Start of Material to process
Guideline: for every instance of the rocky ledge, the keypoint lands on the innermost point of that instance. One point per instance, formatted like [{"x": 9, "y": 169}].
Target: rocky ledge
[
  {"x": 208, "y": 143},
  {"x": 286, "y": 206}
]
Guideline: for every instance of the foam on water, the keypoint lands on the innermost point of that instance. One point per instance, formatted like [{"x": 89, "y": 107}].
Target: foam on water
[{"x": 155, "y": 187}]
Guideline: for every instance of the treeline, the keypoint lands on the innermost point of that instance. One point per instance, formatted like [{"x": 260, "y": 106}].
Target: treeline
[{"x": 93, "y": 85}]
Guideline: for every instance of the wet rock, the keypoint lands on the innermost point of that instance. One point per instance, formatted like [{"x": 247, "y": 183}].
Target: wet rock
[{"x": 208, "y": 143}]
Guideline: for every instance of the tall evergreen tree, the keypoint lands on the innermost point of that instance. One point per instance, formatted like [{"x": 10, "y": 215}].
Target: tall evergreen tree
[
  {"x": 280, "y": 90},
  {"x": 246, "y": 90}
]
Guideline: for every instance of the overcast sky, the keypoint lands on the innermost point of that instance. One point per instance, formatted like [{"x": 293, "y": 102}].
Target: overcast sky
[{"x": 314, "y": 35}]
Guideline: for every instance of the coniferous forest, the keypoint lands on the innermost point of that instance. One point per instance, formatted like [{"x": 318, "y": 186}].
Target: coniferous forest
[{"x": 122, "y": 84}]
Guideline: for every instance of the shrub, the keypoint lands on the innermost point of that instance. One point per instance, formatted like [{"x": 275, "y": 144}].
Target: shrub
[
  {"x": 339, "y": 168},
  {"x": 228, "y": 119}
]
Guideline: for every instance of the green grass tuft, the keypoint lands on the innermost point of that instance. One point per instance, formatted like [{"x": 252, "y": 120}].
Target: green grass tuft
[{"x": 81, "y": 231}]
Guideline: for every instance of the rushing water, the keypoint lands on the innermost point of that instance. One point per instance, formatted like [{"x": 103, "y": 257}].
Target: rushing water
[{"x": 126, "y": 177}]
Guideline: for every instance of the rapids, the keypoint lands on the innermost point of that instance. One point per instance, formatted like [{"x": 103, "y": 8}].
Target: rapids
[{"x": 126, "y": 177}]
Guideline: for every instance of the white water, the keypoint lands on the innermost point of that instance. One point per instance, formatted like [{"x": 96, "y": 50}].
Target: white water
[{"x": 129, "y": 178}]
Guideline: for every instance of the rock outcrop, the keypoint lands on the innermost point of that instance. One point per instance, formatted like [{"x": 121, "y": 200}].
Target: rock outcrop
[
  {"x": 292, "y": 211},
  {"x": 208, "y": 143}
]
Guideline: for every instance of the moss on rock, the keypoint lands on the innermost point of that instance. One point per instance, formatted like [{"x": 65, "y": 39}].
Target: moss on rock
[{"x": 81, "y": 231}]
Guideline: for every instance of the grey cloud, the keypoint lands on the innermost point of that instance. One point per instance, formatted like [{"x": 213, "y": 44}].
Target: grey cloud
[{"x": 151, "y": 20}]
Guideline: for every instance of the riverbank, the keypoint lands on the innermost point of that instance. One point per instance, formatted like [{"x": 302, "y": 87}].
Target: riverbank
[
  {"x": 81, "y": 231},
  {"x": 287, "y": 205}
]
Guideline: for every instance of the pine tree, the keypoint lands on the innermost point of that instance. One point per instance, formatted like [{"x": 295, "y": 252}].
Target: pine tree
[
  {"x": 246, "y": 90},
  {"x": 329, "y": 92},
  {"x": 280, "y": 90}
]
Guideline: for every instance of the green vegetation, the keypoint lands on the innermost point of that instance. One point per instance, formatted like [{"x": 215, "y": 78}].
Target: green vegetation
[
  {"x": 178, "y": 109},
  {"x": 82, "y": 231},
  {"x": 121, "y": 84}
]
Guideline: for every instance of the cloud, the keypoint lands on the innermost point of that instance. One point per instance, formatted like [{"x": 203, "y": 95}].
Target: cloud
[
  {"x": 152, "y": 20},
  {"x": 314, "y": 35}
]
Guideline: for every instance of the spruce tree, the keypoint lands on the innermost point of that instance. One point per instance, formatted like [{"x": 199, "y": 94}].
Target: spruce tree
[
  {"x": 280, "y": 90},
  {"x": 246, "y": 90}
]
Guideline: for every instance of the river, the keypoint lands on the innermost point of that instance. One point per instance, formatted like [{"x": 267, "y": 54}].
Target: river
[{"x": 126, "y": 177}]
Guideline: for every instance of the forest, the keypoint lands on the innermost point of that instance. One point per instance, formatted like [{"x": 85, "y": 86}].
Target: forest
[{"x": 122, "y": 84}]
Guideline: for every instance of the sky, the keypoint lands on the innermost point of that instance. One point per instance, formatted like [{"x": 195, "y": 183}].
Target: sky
End of Material to process
Aim of the exercise » Rewrite the records from the line containing "Guideline: for every instance of the forest, the" through the end of the records, inclusive, replacing "innermost" with "central" and leaving everything else unchanged. Return only those lines.

Answer below »
Guideline: for every instance of the forest, the keypoint lands on the central point of that instance. One point per instance, formatted like [{"x": 85, "y": 86}].
Target: forest
[{"x": 122, "y": 84}]
Guideline: for every instance of the sky, the keypoint lands on the central point of that instance. One point per instance, formatted like [{"x": 195, "y": 183}].
Target: sky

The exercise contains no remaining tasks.